#### Exercise directions
Reproduce the items without changes, starting at the line that contains "Question. For every instance of the short" and ending at the last line of the items, with both ends included.

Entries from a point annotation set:
- - -
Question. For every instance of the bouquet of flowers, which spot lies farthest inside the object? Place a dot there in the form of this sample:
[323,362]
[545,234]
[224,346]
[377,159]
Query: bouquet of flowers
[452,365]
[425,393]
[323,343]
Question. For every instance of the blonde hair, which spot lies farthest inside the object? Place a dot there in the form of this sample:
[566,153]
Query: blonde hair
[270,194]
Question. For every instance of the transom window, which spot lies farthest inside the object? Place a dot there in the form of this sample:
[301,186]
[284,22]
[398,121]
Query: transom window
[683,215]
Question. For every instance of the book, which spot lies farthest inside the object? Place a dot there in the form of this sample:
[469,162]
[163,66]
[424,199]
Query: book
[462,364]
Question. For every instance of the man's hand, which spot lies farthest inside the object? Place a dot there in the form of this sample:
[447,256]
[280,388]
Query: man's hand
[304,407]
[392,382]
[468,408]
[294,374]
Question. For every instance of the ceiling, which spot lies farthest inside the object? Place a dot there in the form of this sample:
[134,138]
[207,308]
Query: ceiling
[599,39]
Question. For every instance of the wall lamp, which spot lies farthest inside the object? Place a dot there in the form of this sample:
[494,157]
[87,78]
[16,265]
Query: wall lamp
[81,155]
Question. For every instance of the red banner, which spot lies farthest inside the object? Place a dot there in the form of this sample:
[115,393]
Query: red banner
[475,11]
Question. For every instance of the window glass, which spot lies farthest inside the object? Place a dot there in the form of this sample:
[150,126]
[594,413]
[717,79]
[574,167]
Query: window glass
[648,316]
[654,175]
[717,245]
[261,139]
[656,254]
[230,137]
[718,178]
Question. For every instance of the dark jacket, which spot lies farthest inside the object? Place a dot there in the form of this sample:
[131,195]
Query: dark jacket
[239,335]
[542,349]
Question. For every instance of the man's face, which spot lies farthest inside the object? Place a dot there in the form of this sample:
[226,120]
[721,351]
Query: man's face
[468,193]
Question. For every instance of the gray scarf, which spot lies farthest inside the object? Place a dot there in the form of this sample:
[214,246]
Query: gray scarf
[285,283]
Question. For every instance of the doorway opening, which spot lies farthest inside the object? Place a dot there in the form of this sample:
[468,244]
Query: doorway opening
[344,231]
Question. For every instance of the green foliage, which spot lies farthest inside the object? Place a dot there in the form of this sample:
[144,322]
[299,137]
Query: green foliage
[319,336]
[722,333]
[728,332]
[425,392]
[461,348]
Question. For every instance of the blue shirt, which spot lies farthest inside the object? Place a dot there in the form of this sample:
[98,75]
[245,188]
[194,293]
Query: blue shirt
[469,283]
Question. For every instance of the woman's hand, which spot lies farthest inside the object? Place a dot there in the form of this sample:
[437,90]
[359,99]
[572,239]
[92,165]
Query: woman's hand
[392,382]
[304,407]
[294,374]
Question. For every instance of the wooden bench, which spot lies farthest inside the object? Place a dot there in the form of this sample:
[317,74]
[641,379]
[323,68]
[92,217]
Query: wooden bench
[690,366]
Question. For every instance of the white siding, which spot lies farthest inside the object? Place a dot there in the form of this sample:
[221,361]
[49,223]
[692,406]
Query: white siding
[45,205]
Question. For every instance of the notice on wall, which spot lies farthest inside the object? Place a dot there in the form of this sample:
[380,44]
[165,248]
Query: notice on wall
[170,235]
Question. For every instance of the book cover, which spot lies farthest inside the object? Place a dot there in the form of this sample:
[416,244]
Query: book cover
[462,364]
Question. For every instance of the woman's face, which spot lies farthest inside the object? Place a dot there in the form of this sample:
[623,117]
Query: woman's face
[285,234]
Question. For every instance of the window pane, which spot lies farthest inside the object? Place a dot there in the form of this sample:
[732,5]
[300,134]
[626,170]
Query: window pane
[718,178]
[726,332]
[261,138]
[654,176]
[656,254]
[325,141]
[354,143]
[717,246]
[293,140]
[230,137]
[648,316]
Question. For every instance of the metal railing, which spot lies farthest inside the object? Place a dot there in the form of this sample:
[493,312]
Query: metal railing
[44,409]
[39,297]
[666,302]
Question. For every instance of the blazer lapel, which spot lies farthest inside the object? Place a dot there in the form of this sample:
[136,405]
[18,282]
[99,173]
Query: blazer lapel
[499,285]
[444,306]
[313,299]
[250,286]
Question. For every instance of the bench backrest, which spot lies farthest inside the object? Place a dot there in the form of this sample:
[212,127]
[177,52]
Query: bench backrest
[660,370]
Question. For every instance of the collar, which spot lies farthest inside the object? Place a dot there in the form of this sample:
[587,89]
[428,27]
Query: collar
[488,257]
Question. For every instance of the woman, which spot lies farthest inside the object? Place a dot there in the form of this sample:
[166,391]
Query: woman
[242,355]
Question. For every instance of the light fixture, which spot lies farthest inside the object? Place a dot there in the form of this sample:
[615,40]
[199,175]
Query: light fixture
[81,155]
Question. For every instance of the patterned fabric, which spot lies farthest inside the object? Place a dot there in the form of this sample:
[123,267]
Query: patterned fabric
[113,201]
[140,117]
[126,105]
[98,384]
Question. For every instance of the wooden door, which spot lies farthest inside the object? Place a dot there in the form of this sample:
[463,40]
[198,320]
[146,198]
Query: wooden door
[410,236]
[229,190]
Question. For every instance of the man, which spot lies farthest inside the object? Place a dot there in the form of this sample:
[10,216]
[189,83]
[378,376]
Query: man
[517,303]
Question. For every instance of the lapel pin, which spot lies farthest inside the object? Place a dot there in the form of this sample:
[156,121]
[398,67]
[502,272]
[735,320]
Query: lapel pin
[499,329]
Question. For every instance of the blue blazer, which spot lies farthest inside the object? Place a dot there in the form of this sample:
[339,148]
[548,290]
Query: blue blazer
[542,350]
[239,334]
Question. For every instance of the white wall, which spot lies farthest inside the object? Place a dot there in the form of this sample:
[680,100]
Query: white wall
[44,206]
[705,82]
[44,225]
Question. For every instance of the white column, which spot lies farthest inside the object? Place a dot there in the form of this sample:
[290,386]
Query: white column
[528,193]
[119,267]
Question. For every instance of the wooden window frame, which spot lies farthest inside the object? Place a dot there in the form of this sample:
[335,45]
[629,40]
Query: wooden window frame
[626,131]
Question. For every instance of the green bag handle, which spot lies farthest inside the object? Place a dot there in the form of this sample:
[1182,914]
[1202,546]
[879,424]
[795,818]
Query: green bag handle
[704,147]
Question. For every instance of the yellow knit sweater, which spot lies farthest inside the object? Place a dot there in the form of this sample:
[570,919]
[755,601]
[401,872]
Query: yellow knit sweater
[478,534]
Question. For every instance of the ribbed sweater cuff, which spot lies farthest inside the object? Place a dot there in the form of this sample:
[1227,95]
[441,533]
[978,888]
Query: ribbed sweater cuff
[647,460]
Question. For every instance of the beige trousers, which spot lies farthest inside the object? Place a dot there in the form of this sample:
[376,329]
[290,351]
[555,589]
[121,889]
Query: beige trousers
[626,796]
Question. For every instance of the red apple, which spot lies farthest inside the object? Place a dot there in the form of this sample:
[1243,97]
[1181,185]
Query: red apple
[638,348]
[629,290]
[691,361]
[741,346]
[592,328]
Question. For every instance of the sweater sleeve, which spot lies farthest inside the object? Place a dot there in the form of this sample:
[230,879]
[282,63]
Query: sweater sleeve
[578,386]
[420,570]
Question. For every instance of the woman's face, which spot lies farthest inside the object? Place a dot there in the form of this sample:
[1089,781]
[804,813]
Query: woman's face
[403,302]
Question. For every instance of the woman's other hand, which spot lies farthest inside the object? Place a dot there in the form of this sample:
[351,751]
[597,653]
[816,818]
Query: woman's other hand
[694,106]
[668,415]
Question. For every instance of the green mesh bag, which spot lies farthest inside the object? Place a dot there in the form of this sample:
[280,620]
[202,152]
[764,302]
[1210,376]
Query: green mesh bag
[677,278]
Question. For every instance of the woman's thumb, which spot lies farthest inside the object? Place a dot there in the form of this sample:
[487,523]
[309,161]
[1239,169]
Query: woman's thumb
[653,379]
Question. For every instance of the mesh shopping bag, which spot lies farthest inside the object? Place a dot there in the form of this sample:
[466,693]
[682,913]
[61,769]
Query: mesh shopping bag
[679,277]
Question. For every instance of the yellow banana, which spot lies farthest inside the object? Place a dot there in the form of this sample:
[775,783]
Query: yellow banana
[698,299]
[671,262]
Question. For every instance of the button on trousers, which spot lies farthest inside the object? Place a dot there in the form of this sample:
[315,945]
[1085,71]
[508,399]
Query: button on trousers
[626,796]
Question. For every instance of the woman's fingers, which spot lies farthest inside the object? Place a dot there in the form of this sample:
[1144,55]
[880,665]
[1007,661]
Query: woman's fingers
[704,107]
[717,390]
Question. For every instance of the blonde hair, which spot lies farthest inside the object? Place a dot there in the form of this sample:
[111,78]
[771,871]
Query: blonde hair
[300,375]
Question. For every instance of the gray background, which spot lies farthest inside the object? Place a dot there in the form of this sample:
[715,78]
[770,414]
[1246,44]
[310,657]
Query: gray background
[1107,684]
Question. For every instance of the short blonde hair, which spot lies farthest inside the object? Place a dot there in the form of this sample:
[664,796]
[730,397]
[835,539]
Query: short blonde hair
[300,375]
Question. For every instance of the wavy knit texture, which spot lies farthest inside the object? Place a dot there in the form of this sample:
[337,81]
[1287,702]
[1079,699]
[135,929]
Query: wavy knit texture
- - -
#### Reply
Question. For every instance of the short blonde hair, which spot lies farthest inside the object? Place a dot there in the form of this sample:
[664,796]
[730,397]
[835,539]
Query: short blonde hair
[300,375]
Question. For every instance of the wavy knit texture, which spot lies farthest inside the object? Place a dot there in the form of this sample:
[337,81]
[1287,702]
[1079,699]
[135,929]
Query: wavy knit texture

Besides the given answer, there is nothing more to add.